**Task to carry out**
Copy each of the items below line for line, without changing any word or character.

**Records supplied**
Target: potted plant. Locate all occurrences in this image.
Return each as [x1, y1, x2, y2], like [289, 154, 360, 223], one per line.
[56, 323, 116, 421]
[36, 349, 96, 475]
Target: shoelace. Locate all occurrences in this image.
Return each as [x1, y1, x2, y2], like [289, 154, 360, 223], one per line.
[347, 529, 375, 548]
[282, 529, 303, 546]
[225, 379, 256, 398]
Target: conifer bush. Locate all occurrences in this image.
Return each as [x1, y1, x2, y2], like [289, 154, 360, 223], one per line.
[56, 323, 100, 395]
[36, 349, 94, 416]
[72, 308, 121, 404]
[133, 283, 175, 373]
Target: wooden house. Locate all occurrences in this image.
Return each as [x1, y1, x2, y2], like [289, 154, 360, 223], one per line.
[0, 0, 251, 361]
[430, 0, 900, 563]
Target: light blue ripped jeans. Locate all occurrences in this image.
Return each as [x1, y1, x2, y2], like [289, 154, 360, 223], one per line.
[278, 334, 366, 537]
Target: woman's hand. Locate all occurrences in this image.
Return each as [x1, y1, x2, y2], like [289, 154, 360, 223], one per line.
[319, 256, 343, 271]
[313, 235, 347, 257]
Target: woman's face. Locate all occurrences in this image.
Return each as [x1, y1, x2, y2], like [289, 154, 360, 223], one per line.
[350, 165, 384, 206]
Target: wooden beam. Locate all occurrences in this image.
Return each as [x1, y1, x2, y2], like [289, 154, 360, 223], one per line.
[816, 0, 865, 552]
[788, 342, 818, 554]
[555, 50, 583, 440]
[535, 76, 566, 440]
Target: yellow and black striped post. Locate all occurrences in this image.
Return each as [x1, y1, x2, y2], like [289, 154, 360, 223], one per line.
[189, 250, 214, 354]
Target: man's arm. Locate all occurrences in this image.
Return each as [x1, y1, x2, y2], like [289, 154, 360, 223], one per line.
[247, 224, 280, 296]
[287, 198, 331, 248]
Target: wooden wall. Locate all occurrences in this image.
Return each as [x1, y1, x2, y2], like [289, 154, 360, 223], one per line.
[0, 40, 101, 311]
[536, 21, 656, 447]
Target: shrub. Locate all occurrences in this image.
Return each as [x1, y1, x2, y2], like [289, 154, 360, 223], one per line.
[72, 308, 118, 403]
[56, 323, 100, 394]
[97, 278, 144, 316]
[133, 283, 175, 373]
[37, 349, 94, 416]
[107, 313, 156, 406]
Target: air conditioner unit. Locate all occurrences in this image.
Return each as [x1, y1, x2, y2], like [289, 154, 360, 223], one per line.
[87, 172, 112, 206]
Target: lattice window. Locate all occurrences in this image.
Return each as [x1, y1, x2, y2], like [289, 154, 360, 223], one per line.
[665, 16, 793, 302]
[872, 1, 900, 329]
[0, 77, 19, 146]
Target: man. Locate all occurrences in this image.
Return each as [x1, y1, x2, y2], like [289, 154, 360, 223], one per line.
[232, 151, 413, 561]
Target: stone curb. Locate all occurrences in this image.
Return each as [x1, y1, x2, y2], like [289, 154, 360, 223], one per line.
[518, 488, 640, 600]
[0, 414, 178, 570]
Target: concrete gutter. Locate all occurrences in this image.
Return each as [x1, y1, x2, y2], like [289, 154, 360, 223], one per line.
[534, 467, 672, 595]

**Problem solution**
Target: potted plant. Locate all occurrences in this image.
Return each as [x1, y1, x2, y2], like [289, 154, 360, 223], one per line.
[56, 323, 116, 421]
[36, 349, 96, 475]
Target: shoelace. Locate all occurrences in this image.
Return each as [x1, y1, x2, y2], like [289, 154, 360, 223], one per line.
[347, 529, 375, 548]
[282, 529, 303, 546]
[225, 379, 256, 398]
Target: conifer bush. Locate all occurrences in this image.
Return each as [x1, y1, x2, y2], like [289, 154, 360, 223], one per line.
[56, 323, 100, 395]
[36, 349, 94, 416]
[72, 308, 121, 404]
[133, 283, 175, 373]
Target: wooden house. Locate all occurrences in this image.
Return each as [x1, y1, x2, y2], like [289, 154, 360, 223], one per line.
[0, 0, 251, 361]
[430, 0, 900, 563]
Target: light blue ripped jeans. Locate all occurrences in this image.
Return each as [x1, y1, x2, y2], like [289, 154, 360, 223], one per line.
[278, 334, 366, 537]
Target: woman's hand. Locate all occurrences in this image.
Return each as [x1, y1, x2, y2], like [289, 154, 360, 223], one per line.
[319, 256, 343, 271]
[313, 235, 347, 257]
Target: woman's face. Locate all occurrences in this image.
Return each as [x1, y1, x2, y2], like [289, 154, 360, 223], one per line.
[350, 165, 384, 206]
Target: wooden beam. Locate all occurrences in this image.
Return each as [x1, y1, x2, y2], like [289, 154, 360, 223], one per line.
[816, 0, 865, 552]
[788, 342, 818, 554]
[555, 50, 583, 440]
[535, 76, 566, 440]
Target: yellow and black striped post. Locate all occurrences in this image.
Return each as [x1, y1, x2, y2], like [289, 154, 360, 223], one per line.
[189, 250, 214, 354]
Target: man's arm. Locate all occurrences in this image.
Return each as [x1, y1, x2, y2], like [289, 154, 360, 223], one per line.
[247, 224, 280, 296]
[287, 198, 331, 248]
Target: wooden wall. Locate all occurrences in this image.
Return each as [x1, y1, x2, y2], like [289, 154, 360, 223], one per line.
[0, 40, 101, 311]
[536, 21, 656, 447]
Target: shrub. Locate all occurrences in this image.
Return each as [x1, y1, x2, y2], like [289, 154, 360, 223], one per line.
[72, 308, 118, 403]
[56, 323, 100, 394]
[97, 278, 144, 316]
[133, 283, 175, 373]
[37, 349, 94, 416]
[107, 313, 156, 406]
Target: air conditioner unit. Locate all occurrences in this image.
Return each as [x1, y1, x2, y2], like [289, 154, 360, 223], one per line.
[87, 172, 112, 206]
Target: lattice window. Locate all occurrences in this image.
Return each as [x1, y1, x2, y2], like [289, 154, 360, 223], one per line.
[665, 16, 793, 302]
[872, 1, 900, 329]
[0, 77, 19, 146]
Target: man. Locate all occurrences in this image.
Return each as [x1, y1, x2, y2], like [289, 154, 360, 223], one per line.
[232, 151, 413, 561]
Target: stone curb. Locate all occurrences in this image.
Return each as [x1, y1, x2, y2], like [289, 154, 360, 223], one per line.
[518, 488, 640, 600]
[0, 414, 178, 570]
Target: concrete gutter. Locate all occurrences in this image.
Return each as [x1, y1, x2, y2], like [289, 154, 360, 223], one per line.
[534, 467, 672, 595]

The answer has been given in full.